Records for this exercise
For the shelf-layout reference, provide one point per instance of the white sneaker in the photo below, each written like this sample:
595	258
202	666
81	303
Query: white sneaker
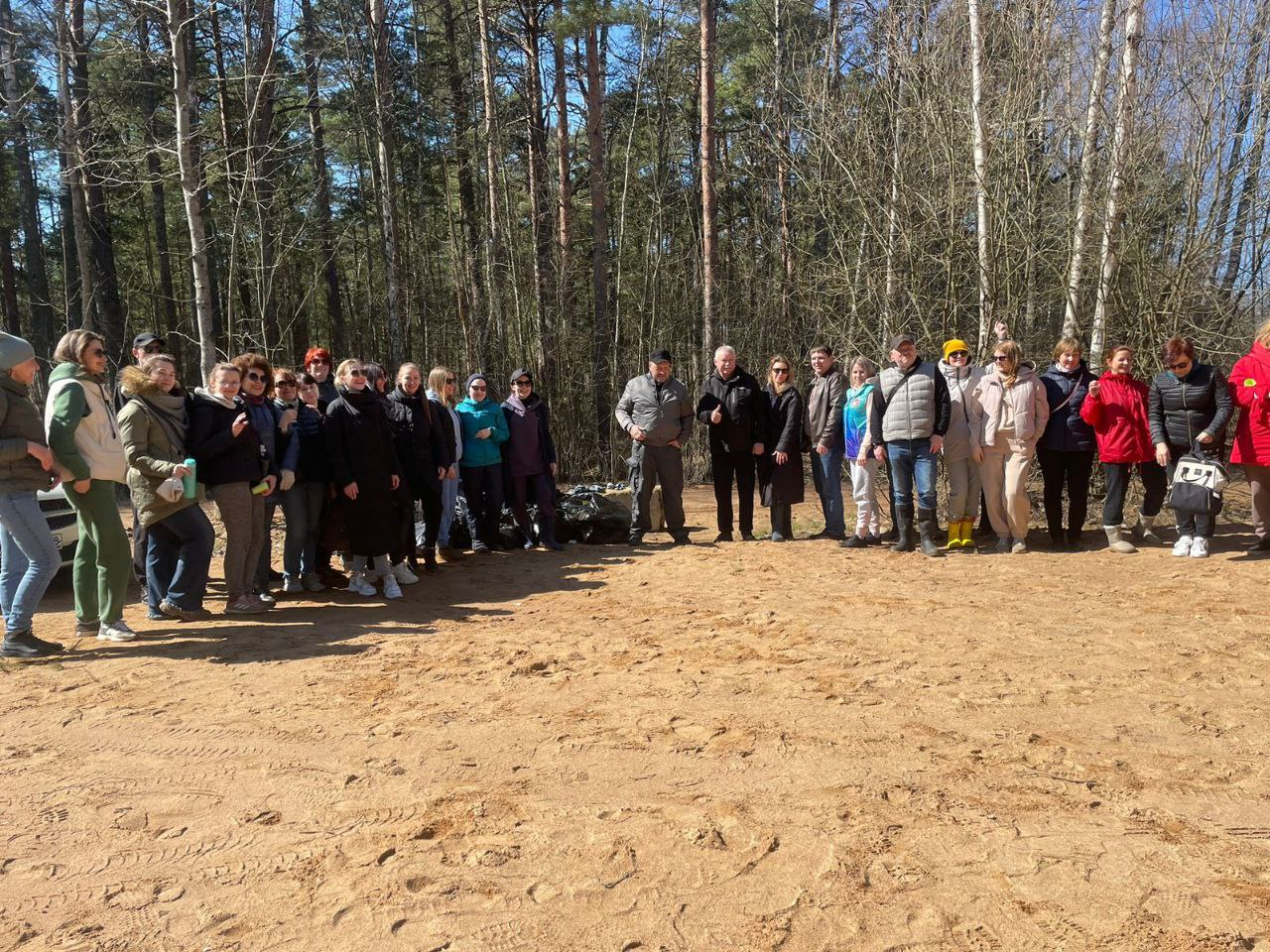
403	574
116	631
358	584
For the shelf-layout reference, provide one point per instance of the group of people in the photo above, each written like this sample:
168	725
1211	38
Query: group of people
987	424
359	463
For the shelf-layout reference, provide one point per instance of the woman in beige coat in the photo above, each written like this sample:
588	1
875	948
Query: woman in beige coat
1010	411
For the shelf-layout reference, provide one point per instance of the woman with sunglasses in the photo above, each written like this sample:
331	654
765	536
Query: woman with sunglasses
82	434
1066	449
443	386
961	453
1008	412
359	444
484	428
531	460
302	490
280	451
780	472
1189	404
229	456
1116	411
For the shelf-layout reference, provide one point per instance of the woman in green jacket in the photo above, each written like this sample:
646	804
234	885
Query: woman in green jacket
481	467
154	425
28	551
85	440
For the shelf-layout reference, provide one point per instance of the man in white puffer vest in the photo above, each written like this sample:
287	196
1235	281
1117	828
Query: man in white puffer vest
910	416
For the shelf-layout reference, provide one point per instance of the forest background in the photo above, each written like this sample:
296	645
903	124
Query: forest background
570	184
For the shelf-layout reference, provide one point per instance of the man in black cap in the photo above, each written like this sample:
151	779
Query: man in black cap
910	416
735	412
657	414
* * *
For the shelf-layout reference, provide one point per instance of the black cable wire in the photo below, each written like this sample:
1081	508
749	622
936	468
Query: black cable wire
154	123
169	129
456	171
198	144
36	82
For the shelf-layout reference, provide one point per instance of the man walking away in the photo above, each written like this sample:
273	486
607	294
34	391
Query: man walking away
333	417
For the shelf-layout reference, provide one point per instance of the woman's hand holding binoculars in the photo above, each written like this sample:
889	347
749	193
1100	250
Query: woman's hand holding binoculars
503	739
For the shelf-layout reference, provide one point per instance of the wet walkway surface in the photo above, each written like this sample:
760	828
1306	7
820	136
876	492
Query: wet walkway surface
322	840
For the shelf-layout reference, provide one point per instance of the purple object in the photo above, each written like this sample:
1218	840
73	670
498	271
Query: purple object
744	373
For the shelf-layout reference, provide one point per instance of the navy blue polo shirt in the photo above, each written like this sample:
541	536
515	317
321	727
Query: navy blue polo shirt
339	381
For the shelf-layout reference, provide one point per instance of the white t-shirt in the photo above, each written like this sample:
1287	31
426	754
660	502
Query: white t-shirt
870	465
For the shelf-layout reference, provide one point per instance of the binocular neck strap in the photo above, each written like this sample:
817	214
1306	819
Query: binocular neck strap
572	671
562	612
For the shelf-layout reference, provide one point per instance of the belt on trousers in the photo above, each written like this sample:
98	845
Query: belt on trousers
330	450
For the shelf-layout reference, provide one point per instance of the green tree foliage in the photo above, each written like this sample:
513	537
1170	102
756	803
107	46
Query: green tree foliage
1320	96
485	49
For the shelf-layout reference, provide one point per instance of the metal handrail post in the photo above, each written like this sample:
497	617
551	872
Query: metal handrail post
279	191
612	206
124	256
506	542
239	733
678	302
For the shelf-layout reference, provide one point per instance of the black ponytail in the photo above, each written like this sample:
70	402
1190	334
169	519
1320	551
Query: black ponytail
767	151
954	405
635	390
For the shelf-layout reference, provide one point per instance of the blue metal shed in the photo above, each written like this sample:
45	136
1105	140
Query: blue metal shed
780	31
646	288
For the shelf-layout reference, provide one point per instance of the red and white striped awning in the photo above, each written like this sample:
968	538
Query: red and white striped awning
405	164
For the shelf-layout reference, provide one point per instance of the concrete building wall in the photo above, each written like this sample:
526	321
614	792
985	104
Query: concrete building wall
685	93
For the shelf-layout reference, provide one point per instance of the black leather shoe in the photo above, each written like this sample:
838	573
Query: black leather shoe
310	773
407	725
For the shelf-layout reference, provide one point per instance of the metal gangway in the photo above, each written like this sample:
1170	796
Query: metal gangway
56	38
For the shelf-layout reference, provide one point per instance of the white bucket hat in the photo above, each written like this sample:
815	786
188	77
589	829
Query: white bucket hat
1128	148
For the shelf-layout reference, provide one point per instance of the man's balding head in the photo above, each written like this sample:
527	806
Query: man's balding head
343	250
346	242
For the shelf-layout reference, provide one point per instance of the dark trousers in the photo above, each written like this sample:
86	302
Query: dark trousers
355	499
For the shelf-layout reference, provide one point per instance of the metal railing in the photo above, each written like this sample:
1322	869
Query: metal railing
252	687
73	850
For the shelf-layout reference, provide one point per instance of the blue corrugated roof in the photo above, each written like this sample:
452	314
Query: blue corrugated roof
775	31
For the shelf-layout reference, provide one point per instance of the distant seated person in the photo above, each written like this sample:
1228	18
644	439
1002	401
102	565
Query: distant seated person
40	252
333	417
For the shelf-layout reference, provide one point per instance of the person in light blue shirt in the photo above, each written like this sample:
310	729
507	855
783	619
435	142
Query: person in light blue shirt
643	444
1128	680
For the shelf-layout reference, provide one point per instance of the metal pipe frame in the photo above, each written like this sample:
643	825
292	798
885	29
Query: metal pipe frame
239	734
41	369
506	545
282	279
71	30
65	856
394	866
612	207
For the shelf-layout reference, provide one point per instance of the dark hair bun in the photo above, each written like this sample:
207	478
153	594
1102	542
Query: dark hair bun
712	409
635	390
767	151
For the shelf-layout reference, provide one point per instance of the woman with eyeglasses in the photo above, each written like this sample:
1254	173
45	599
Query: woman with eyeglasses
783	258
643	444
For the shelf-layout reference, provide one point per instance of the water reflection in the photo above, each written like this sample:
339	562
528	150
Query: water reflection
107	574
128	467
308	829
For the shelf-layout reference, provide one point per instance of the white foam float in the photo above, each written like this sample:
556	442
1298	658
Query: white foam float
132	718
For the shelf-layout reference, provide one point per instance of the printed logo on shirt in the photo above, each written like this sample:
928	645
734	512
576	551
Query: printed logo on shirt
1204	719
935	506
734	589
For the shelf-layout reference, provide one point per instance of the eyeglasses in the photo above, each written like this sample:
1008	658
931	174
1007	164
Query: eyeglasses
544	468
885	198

Goal of the exercise
In the entries above, find the line with "the red and" and the line with "the blue corrugated", then restate word for word both of them and every line between, with nothing more.

Reply to the exercise
For the shelf-layout reference, provide one point per instance of the red and white striped awning in the photo above, each written like this sample:
968	538
Query: red and white striped awning
405	164
For the shelf-layout reference, provide one point per instance of the concrete building wall in the photo above, each written like this sample:
526	321
614	792
985	104
Query: concrete building wall
685	93
For the shelf-layout reference, provide one point per instance of the black leather shoe in the photo above, each written like this sample:
838	573
Query: black leather shoe
310	773
407	725
For the shelf-layout reference, provide one point per instance of the metal gangway in the photo above, each written like this sample:
1170	796
Query: metal gangway
56	38
For the shelf-layout reference, provide one point per instance of the white bucket hat in the photo above, each written like this sample:
815	786
188	77
589	829
Query: white bucket hat
1128	148
For the shelf-layout reference, provide one point per instance of the man's balding head in the photo above, each written like this sample:
527	806
Query: man's balding head
343	250
346	242
For the shelf-layout reference, provide one point per instance of the dark trousers in the photo above, each written like this sample:
86	302
Query: dark trousers
355	499
For the shelf-layout reference, provide one point per instance of the metal railing in the photo above, each written like this sample:
1322	869
Query: metal railing
252	687
73	850
For the shelf-layout reference, provide one point per instance of the blue corrugated roof in the photo above, each written like this sample:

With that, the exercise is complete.